• [WHAT YOU WILL DO]
Convert the listing below into a numbered list, omitting any blank lines.
═══ INFORMATION SUPPLIED ═══
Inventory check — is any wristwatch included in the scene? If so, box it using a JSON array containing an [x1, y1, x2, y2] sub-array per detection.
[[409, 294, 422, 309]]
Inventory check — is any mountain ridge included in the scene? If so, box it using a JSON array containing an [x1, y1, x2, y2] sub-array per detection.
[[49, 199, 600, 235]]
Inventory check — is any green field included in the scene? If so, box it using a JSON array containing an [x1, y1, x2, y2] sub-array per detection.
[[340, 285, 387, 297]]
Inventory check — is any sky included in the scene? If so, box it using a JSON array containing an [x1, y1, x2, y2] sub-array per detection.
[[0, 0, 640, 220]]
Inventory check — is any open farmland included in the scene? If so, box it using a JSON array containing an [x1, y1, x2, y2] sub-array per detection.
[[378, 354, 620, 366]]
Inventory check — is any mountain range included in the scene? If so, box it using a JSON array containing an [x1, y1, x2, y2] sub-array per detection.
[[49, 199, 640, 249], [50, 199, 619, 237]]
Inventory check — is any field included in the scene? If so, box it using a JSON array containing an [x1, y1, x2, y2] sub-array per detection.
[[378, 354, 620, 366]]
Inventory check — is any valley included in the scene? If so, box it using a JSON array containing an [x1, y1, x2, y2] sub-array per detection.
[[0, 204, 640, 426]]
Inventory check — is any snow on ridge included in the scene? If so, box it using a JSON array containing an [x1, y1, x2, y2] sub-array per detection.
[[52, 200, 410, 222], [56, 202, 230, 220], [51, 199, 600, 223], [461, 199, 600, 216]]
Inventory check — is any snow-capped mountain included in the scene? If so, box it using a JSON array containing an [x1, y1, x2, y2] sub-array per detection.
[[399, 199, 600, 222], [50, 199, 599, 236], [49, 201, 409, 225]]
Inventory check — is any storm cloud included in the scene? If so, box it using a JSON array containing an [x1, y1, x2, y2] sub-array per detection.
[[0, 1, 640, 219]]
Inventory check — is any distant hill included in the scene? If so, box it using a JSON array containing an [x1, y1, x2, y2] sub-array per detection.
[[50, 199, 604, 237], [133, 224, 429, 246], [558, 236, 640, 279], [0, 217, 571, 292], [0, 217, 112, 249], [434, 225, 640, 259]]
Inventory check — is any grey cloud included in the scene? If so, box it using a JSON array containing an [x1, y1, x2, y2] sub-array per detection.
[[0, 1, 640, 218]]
═══
• [TASK SOLUTION]
1. Inventory check — is any wristwatch included in the scene? If so, box it using a JSON array containing an [x1, y1, x2, y2] sub-array per detection.
2. [[409, 294, 422, 309]]
3. Inventory check — is any mountain ridge included in the scene? If so, box it using a JSON array containing an [x1, y1, x2, y2] sub-array per detection.
4. [[49, 199, 600, 235]]
5. Inventory check — is any green field included in the scene? If so, box it using a JSON array containing an [x1, y1, x2, y2] sub-array per detection.
6. [[340, 285, 387, 297]]
7. Inventory check — is any sky included in the scene? If so, box it using a JSON array containing an [x1, y1, x2, y2] sub-array per detection.
8. [[0, 0, 640, 220]]
9. Inventory check — is any open farmland included in the scene? If so, box it using a JSON array containing an [x1, y1, x2, y2] sub-array per detection.
10. [[378, 354, 620, 366]]
11. Inventory check — is any mountain range included in the scene? If so, box it using a JSON array containing an [x1, y1, x2, y2] sub-array per detection.
12. [[49, 199, 640, 249], [50, 199, 619, 237]]
13. Inventory check — is any field included in the scene? If so, box it using a JSON array containing an [x1, y1, x2, y2] sub-array per detection.
14. [[378, 354, 620, 366]]
15. Inventory check — is any valley included in the scene? If so, box it using a JSON array containing an [x1, y1, x2, y2] sub-array per detection.
16. [[0, 204, 640, 426]]
17. Inventory check — is any snow on ridge included in the scene? If so, box it using a JSON array containing an [x1, y1, x2, y2] sub-array per detection.
18. [[52, 200, 410, 222], [56, 202, 230, 220], [51, 199, 600, 223], [461, 199, 600, 216]]
19. Inventory check — is any snow-capped mountain included in the scene? If so, box it using a JSON array containing an [x1, y1, x2, y2] sub-array per detection.
20. [[399, 199, 600, 222], [50, 199, 599, 236], [49, 201, 409, 225]]
21. Inventory check — is any storm cloud included in the scene? If so, box it using a JSON array containing an [x1, y1, x2, y2] sub-array per detection.
22. [[0, 1, 640, 219]]
23. Inventory check — is any distant hill included in the scene? If so, box it using a JSON array containing an [x1, y1, x2, y2] sub-array per detection.
24. [[50, 199, 604, 237], [133, 224, 429, 246], [558, 236, 640, 279], [0, 217, 571, 292], [0, 217, 112, 249], [434, 225, 640, 259]]
25. Inventory check — is any grey cloud included in the scene? If so, box it using a JSON array containing an [x1, y1, x2, y2] sub-array per detection.
26. [[0, 1, 640, 218]]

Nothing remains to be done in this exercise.